- _TEXT_:
FlipSketch: Flipping Static Drawings to Text-Guided Sketch Animations¶

TL;DR¶

FlipSketch is the first to achieve unconstrained raster sketch animation generation from a single static sketch and text prompt. Through three key innovations—LoRA fine-tuning on a T2V diffusion model, a DDIM-inversion-based reference frame mechanism, and a dual-attention composition—it generates smooth, dynamic animation sequences while maintaining sketch identity.

Background & Motivation¶

Appeal and pain points of sketch animation: Flip-book animation is the most classic form of animation, but traditional animation requires a large number of professional artists to draw keyframes and in-betweens.
Limitations of prior work:
- Vector-based animation methods (Live-Sketch): Achieve animation via control point coordinate transformations, but are limited by: (1) only being able to displace/scale existing strokes without adding/deleting them, (2) 2D sketches representing only local perspectives of 3D objects and failing to express perspective transformations, and (3) extremely time- and computation-consuming SDS optimization.

- _STATED TASK A_: List each line of the rows that contains the word "hill".

Data items:
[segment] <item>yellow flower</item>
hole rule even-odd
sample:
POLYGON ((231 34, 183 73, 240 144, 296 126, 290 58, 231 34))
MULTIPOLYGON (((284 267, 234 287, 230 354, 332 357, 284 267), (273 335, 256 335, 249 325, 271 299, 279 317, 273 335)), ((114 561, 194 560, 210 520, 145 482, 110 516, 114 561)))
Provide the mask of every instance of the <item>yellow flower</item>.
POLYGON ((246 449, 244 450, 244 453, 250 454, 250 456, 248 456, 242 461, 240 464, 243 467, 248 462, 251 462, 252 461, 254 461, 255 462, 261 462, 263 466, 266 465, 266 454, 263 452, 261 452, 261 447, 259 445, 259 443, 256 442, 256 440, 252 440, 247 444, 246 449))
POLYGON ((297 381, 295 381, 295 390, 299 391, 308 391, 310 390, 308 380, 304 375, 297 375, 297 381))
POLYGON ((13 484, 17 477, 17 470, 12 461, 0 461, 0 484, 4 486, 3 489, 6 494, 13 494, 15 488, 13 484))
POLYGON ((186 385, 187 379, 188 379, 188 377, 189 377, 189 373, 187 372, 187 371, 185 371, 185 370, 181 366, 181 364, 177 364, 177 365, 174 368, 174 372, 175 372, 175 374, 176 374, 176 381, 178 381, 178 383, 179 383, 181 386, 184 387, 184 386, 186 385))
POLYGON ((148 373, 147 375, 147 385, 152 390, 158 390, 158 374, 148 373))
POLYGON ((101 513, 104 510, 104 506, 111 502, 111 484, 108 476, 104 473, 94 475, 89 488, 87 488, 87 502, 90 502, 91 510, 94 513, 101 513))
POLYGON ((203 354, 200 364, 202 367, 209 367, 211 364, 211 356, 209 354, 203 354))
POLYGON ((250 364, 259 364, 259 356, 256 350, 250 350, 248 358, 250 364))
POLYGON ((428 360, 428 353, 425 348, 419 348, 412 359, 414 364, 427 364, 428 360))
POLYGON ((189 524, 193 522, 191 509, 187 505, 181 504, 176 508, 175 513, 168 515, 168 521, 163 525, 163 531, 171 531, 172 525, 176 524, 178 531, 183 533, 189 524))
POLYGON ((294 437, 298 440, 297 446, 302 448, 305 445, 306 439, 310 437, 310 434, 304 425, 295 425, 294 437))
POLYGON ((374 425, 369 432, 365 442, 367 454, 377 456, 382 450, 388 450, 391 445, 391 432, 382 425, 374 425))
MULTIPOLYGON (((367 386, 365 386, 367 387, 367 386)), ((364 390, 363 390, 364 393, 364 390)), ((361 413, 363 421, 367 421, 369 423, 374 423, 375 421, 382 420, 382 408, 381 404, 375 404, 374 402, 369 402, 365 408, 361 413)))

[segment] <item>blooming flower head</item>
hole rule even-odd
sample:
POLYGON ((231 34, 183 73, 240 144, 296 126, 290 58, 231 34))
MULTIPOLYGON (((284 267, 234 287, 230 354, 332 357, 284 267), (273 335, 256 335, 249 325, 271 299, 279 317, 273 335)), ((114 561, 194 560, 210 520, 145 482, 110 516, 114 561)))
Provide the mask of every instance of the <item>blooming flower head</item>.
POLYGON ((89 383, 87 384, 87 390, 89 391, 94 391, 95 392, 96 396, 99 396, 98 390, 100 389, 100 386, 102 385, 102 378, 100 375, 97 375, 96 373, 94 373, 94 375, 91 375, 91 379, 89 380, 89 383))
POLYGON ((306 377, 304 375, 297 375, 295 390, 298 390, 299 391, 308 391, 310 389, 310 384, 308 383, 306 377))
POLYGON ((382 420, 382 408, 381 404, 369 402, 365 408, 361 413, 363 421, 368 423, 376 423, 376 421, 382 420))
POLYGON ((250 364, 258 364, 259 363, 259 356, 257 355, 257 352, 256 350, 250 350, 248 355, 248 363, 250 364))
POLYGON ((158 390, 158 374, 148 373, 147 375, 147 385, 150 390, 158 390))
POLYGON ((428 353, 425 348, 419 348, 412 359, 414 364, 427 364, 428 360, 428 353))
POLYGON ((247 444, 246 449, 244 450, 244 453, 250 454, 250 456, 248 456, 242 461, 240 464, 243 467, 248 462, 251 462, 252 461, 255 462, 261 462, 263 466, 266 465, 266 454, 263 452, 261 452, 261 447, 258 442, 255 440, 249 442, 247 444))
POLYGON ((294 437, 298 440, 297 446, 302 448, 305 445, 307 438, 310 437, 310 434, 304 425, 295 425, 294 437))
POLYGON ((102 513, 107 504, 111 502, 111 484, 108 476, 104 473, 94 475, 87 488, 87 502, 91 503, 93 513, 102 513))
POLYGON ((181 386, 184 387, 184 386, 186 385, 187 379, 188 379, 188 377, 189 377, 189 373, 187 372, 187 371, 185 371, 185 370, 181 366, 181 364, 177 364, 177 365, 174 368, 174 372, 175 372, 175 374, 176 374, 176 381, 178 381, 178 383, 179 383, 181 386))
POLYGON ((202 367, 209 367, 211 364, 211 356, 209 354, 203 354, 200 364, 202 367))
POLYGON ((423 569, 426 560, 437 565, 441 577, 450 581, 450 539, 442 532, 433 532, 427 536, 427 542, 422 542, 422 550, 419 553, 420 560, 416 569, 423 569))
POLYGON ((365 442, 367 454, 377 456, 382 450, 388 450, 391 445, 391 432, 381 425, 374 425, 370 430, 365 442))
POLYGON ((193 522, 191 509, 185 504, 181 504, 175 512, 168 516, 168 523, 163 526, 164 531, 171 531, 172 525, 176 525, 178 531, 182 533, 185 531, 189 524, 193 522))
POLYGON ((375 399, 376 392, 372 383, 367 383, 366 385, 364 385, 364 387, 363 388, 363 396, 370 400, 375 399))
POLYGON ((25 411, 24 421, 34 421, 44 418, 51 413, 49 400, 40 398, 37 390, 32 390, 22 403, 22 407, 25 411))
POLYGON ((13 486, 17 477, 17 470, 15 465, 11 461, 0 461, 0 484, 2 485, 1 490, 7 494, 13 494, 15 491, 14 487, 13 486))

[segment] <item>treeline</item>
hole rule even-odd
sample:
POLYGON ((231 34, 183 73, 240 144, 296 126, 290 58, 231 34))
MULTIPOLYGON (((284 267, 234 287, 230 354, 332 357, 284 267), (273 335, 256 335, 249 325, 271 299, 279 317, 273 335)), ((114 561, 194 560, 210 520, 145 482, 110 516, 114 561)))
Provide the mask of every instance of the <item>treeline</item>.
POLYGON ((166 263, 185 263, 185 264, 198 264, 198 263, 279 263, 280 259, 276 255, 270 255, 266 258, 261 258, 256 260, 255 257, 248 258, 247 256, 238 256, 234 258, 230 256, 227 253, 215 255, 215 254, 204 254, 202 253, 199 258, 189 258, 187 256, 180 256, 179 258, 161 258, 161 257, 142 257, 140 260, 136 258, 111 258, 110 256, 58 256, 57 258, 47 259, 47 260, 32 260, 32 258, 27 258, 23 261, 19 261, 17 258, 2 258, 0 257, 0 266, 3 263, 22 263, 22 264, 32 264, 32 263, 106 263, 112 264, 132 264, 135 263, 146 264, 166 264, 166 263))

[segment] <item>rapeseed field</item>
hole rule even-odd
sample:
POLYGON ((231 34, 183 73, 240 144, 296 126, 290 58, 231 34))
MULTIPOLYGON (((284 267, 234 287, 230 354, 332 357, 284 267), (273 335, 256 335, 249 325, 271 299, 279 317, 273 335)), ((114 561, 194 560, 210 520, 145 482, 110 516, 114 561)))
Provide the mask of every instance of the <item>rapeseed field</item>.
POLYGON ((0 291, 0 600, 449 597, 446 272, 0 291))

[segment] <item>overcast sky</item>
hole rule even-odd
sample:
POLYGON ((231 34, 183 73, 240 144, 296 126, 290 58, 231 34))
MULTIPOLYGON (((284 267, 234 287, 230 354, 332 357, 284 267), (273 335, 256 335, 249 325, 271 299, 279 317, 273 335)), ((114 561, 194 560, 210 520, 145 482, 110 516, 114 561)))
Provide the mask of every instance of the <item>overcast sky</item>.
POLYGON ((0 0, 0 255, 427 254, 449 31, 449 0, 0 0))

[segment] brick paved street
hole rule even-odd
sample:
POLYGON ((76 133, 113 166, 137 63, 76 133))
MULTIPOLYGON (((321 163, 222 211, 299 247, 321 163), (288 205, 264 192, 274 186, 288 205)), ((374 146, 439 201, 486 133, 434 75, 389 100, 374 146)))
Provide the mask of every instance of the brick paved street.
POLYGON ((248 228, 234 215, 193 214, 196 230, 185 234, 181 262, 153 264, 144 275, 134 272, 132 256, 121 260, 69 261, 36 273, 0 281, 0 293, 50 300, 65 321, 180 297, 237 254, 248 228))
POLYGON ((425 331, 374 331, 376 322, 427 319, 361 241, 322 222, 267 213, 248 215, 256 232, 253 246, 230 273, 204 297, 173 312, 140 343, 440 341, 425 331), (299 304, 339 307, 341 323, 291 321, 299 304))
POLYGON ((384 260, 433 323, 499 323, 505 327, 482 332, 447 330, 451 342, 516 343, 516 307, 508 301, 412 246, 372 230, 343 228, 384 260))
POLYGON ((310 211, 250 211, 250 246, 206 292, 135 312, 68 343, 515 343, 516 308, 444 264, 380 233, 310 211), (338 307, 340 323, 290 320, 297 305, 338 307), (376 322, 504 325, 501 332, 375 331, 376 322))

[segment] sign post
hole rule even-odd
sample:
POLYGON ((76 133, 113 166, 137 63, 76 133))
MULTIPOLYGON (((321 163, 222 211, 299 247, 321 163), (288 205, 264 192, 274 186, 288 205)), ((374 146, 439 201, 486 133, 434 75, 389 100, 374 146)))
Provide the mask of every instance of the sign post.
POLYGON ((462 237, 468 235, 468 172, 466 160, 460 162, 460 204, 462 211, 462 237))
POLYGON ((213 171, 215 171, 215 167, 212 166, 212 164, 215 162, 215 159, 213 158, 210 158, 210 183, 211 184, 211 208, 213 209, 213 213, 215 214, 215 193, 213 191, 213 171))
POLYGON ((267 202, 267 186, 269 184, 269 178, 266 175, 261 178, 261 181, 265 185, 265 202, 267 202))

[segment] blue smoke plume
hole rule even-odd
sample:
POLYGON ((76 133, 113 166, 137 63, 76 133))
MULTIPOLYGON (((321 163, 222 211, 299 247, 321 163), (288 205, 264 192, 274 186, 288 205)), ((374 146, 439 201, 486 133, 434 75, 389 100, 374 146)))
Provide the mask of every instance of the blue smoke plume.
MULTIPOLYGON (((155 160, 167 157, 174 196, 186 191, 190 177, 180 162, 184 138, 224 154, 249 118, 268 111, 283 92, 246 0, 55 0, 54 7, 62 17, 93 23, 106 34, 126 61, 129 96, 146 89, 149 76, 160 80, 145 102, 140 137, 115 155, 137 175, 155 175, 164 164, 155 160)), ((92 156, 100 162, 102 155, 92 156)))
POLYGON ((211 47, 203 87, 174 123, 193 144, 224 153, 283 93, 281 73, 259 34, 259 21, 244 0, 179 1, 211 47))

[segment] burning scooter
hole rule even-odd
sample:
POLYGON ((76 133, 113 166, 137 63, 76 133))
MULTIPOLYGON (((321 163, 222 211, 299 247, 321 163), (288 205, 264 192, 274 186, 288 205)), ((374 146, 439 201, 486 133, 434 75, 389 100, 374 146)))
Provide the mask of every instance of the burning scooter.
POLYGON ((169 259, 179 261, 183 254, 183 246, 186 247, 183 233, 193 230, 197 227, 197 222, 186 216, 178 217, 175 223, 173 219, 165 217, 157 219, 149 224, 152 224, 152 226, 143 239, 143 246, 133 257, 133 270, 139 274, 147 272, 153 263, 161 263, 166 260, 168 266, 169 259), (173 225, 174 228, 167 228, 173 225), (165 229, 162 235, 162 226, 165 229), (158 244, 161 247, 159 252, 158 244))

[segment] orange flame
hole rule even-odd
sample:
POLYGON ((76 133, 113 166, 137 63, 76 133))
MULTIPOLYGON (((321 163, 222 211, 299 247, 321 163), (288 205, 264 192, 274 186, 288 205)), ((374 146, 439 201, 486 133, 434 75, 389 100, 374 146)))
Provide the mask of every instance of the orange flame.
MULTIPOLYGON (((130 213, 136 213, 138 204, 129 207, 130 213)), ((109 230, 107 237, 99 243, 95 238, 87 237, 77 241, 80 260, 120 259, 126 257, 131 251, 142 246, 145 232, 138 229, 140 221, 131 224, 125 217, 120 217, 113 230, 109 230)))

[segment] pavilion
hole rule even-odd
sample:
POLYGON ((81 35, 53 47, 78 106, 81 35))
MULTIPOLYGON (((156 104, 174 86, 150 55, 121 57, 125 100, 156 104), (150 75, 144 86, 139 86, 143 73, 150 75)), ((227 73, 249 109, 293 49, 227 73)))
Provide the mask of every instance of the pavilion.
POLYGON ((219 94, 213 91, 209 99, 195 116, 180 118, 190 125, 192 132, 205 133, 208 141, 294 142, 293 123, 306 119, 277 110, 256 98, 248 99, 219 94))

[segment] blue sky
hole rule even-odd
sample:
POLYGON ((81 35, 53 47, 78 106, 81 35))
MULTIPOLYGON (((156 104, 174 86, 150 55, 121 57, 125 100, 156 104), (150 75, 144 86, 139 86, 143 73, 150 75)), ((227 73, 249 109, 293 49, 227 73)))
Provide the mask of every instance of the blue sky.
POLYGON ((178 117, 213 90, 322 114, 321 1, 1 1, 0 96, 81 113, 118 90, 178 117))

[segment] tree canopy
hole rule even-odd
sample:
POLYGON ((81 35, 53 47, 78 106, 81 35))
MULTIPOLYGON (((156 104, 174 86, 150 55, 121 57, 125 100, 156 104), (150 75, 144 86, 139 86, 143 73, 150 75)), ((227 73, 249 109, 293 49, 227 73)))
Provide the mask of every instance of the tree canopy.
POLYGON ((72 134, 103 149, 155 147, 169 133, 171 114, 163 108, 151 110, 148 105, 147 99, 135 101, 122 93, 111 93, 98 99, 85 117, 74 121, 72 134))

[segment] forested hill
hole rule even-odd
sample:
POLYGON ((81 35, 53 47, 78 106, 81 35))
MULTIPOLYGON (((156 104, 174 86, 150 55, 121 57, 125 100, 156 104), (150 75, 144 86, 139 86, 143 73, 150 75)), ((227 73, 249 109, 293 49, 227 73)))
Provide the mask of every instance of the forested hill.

- _STATED TASK B_: Repeat word for word the passage of the FlipSketch text that begins at the words "Appeal and pain" and stops after "computation-consuming SDS optimization.".

- _SOLUTION A_:
[segment] forested hill
Provide the mask of every instance of the forested hill.

- _SOLUTION B_:
Appeal and pain points of sketch animation: Flip-book animation is the most classic form of animation, but traditional animation requires a large number of professional artists to draw keyframes and in-betweens.
Limitations of prior work:
- Vector-based animation methods (Live-Sketch): Achieve animation via control point coordinate transformations, but are limited by: (1) only being able to displace/scale existing strokes without adding/deleting them, (2) 2D sketches representing only local perspectives of 3D objects and failing to express perspective transformations, and (3) extremely time- and computation-consuming SDS optimization.